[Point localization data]
****
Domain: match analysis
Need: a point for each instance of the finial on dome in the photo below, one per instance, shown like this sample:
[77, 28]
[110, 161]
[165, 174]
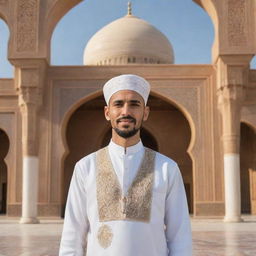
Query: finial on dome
[129, 8]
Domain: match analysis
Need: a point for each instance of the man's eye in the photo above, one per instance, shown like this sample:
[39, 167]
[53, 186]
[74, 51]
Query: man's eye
[135, 104]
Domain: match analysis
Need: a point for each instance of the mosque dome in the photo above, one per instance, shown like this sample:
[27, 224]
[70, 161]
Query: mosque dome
[128, 40]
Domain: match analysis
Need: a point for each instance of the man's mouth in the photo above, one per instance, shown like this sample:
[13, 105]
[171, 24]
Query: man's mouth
[126, 120]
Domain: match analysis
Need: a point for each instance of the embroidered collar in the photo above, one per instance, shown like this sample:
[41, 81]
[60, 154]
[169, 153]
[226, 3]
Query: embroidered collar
[113, 147]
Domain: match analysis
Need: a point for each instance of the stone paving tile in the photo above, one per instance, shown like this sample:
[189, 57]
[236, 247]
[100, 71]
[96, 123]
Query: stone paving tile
[210, 238]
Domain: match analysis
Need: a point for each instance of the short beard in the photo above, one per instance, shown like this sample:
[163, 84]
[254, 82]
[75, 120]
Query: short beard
[126, 134]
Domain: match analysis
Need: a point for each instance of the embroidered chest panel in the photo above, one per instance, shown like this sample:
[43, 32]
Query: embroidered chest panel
[136, 204]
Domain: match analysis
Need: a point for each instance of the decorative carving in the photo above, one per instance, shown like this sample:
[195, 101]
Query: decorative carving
[27, 21]
[30, 95]
[237, 35]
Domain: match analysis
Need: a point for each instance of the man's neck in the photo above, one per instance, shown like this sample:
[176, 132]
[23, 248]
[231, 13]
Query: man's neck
[125, 142]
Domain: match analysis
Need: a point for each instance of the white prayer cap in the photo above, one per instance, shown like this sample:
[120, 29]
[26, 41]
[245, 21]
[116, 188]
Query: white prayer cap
[126, 82]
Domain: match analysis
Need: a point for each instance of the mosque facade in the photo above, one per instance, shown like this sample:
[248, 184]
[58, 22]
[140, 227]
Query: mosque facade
[202, 116]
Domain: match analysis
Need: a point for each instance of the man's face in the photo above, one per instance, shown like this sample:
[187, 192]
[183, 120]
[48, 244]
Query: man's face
[126, 112]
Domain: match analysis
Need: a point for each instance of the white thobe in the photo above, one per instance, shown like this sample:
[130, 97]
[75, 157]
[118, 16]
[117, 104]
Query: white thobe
[168, 232]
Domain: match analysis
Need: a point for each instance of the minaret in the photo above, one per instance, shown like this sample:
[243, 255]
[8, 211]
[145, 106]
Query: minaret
[129, 13]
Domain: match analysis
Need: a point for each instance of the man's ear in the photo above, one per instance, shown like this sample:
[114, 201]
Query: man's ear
[106, 112]
[146, 113]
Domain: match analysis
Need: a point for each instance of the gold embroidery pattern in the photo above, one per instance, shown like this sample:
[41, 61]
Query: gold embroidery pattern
[136, 205]
[105, 236]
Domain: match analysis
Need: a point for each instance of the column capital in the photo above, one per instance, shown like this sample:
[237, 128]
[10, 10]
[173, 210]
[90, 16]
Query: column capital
[232, 75]
[232, 79]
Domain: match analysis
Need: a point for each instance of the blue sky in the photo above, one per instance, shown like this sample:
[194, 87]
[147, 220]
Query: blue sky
[186, 25]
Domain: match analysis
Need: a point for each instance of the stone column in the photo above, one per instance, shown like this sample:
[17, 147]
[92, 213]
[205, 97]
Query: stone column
[232, 79]
[29, 101]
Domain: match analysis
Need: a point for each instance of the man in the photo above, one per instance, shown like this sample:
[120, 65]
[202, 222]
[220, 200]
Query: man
[125, 199]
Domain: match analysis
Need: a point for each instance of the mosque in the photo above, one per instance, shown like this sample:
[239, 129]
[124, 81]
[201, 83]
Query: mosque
[202, 116]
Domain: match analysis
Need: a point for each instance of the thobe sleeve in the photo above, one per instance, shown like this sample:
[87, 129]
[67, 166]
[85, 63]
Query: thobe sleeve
[75, 228]
[178, 229]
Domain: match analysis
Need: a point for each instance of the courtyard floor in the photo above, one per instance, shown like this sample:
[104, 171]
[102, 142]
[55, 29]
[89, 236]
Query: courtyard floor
[210, 237]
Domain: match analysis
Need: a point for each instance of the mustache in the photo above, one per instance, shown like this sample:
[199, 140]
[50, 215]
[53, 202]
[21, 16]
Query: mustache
[126, 118]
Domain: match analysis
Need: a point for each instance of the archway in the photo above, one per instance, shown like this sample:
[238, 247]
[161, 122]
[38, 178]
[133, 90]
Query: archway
[167, 131]
[248, 169]
[4, 148]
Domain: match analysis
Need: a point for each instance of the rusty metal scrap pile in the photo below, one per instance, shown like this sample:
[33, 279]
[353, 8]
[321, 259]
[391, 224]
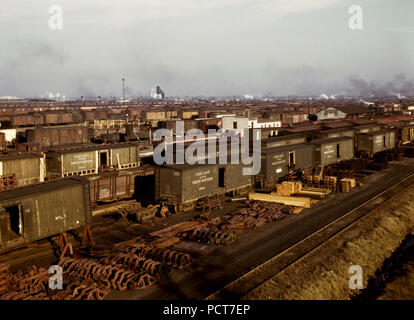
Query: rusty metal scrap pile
[114, 277]
[136, 267]
[33, 284]
[256, 215]
[166, 256]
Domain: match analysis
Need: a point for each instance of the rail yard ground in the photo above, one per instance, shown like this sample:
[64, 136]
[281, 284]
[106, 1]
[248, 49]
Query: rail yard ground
[215, 267]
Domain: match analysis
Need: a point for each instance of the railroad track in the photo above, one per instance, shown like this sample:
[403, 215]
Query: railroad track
[303, 248]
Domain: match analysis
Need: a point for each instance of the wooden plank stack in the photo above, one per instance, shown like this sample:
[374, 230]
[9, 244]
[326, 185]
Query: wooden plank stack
[7, 182]
[256, 215]
[347, 184]
[4, 278]
[288, 188]
[291, 201]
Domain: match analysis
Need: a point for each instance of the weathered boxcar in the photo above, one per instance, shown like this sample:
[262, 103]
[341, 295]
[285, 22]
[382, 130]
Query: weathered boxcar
[28, 168]
[277, 162]
[110, 186]
[404, 131]
[2, 141]
[328, 151]
[283, 141]
[91, 159]
[181, 184]
[373, 142]
[38, 211]
[51, 118]
[49, 137]
[185, 184]
[336, 133]
[367, 128]
[24, 120]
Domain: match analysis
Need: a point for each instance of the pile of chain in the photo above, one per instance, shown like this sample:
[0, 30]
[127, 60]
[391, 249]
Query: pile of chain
[82, 290]
[4, 278]
[163, 255]
[32, 281]
[112, 276]
[135, 263]
[33, 284]
[209, 236]
[256, 215]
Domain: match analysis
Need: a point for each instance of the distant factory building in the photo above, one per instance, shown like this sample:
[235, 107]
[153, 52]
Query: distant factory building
[235, 123]
[342, 112]
[263, 123]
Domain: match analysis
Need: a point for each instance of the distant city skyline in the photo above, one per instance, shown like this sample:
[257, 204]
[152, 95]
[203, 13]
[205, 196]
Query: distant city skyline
[207, 48]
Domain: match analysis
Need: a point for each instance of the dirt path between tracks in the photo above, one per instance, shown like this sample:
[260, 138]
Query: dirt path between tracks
[324, 274]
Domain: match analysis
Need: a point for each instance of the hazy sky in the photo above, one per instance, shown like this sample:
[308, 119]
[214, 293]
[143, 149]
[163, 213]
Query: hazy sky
[205, 47]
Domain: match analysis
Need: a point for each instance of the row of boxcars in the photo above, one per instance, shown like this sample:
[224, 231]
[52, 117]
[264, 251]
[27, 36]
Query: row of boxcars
[280, 156]
[38, 211]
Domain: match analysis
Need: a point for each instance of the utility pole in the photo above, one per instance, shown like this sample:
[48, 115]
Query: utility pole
[123, 89]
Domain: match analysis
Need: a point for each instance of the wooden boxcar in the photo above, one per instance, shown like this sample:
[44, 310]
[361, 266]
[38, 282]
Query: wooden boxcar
[185, 184]
[404, 131]
[42, 210]
[110, 186]
[373, 142]
[283, 141]
[277, 162]
[91, 159]
[28, 168]
[336, 133]
[328, 151]
[49, 137]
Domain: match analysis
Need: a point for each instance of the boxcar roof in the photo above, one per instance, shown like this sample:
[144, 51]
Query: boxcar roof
[372, 125]
[25, 191]
[342, 129]
[187, 166]
[19, 155]
[374, 133]
[88, 147]
[331, 140]
[282, 138]
[284, 148]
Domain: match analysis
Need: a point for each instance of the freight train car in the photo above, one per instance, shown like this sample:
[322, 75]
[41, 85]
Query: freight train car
[53, 118]
[26, 120]
[49, 137]
[283, 141]
[372, 142]
[31, 213]
[182, 185]
[328, 151]
[111, 186]
[335, 133]
[279, 161]
[404, 131]
[91, 159]
[27, 168]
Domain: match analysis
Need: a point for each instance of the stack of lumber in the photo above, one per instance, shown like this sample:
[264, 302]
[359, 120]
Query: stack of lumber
[173, 230]
[256, 215]
[288, 188]
[4, 278]
[7, 182]
[350, 181]
[291, 201]
[347, 184]
[317, 193]
[317, 180]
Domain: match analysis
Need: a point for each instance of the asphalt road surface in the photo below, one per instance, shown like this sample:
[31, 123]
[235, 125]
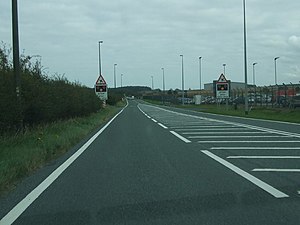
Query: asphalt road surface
[152, 165]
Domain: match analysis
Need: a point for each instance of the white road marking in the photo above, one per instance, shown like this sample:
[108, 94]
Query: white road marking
[201, 129]
[180, 137]
[230, 132]
[34, 194]
[261, 184]
[262, 157]
[232, 123]
[233, 137]
[245, 141]
[276, 170]
[163, 126]
[255, 148]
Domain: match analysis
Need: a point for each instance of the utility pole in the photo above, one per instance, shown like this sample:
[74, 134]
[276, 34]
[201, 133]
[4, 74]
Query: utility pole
[16, 62]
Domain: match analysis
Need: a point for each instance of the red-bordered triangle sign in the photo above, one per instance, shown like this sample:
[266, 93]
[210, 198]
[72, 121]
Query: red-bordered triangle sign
[222, 79]
[100, 80]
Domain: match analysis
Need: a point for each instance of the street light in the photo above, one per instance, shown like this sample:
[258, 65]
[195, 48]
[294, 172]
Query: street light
[99, 43]
[152, 83]
[115, 79]
[16, 62]
[245, 60]
[182, 79]
[254, 73]
[200, 72]
[224, 65]
[275, 59]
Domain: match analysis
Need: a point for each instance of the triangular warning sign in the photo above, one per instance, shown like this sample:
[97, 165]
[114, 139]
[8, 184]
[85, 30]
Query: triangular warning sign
[100, 80]
[222, 79]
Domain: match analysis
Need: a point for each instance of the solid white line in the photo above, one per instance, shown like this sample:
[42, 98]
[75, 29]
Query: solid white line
[163, 126]
[34, 194]
[266, 187]
[233, 137]
[262, 157]
[199, 129]
[276, 170]
[255, 148]
[222, 132]
[254, 141]
[180, 137]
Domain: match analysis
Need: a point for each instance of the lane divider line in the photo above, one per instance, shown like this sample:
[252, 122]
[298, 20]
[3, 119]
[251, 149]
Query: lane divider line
[259, 183]
[14, 213]
[180, 137]
[163, 126]
[276, 170]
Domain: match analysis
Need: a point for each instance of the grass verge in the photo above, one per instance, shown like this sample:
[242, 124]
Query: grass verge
[22, 154]
[257, 112]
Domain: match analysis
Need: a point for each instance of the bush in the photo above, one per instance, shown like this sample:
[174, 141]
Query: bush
[43, 99]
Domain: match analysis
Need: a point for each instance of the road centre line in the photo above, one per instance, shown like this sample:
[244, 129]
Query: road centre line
[262, 157]
[245, 141]
[261, 184]
[232, 123]
[223, 129]
[276, 170]
[14, 213]
[255, 148]
[232, 137]
[180, 137]
[163, 126]
[222, 132]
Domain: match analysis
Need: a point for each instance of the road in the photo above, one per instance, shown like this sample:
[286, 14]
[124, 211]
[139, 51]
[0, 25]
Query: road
[153, 165]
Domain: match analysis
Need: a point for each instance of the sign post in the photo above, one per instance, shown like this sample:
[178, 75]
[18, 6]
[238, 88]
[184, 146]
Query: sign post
[101, 89]
[223, 89]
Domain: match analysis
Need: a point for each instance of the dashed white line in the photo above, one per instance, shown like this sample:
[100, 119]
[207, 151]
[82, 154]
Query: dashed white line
[266, 187]
[255, 148]
[180, 137]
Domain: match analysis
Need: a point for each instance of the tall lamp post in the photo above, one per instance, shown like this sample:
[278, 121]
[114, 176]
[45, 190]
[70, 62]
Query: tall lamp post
[275, 59]
[200, 78]
[182, 79]
[253, 70]
[245, 61]
[115, 79]
[16, 61]
[152, 82]
[121, 80]
[163, 95]
[99, 43]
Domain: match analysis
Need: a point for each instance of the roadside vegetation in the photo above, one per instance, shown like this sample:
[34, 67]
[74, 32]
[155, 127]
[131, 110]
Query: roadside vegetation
[54, 115]
[258, 112]
[26, 152]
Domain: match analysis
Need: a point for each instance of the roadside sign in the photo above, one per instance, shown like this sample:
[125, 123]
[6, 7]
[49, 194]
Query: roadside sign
[222, 87]
[101, 88]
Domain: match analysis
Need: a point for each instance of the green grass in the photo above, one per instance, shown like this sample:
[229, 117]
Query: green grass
[22, 154]
[268, 113]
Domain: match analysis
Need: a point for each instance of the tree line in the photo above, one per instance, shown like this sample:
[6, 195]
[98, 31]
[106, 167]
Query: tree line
[43, 99]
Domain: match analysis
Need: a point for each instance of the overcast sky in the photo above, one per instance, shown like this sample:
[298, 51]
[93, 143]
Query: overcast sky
[142, 36]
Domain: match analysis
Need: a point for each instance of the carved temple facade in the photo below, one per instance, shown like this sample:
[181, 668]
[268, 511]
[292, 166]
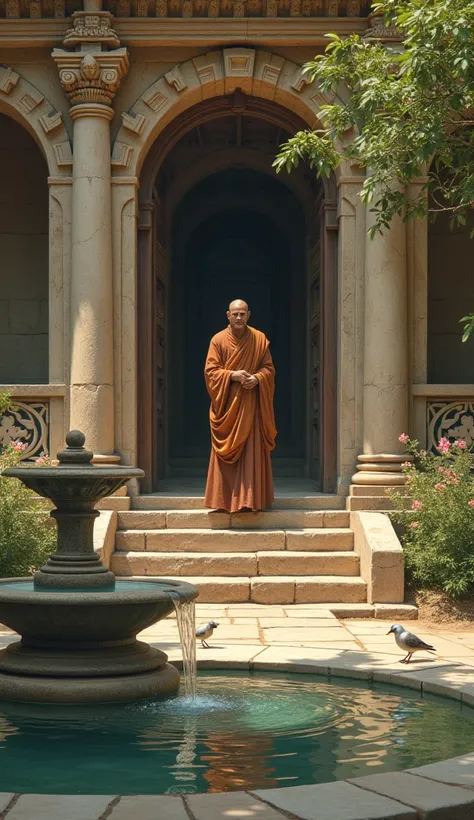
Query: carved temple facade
[137, 198]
****
◆ TASK TO COMPLETE
Copy the lines that hold the word "below". Take them from the records above.

◆ REPLY TO THE TASK
Need: a point for each instance of the finial on dome in the photo below, one per instance, shown like this sample:
Need: a point for each instance of the rusty metal scrap pile in the photo below, one per instance, shown like this sample:
Need: a point for each instance of the asphalt road surface in the photo below, one per instance, shown like this sample:
Need: a point for each instance of the carved temple facade in the photo below, one per instance, shown like this sample:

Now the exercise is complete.